*** Listed entries Section Begins ***
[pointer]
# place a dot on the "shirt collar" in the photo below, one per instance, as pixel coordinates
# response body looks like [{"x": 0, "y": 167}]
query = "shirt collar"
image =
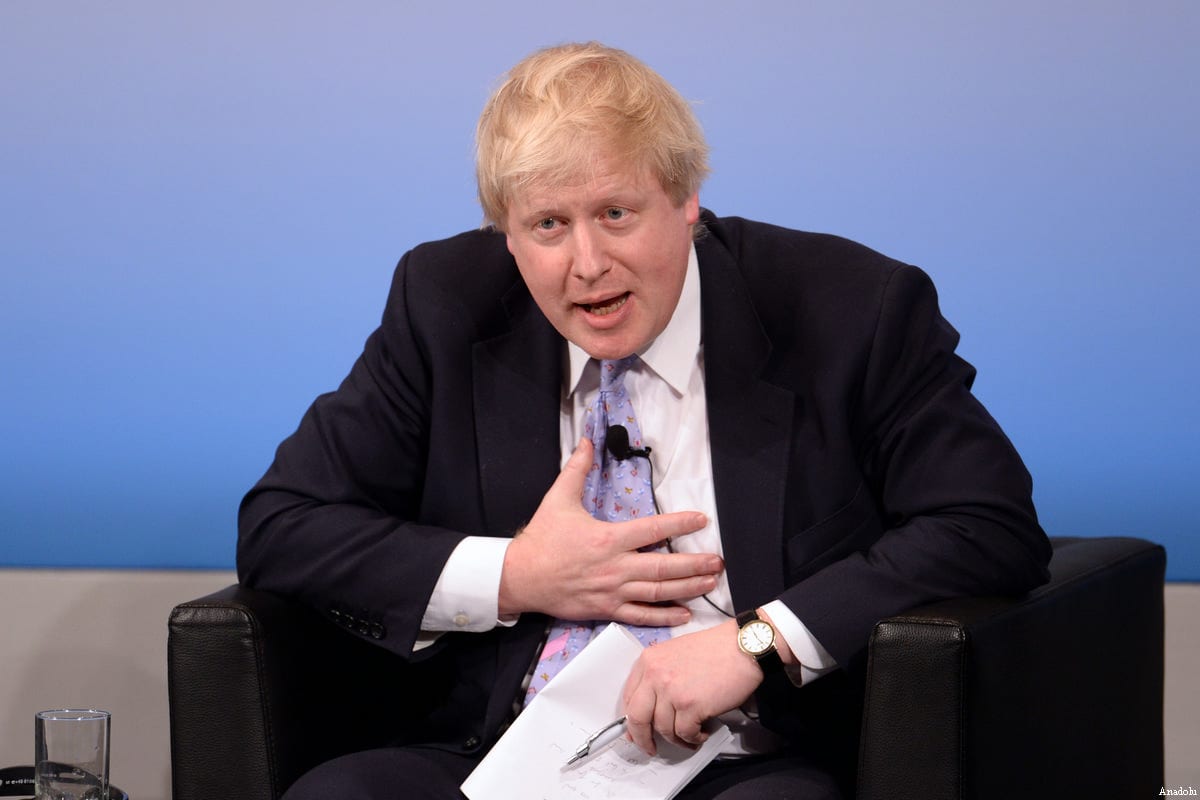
[{"x": 672, "y": 354}]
*** Listed entries Section Ends ***
◆ Exercise prompt ◆
Leave out the pictures and copy every record above exactly.

◆ Output ◆
[pointer]
# place a dot on the "shirt collar" in the photo below, one per instance, as pixel coordinates
# response body looks like [{"x": 0, "y": 167}]
query = "shirt collar"
image =
[{"x": 672, "y": 354}]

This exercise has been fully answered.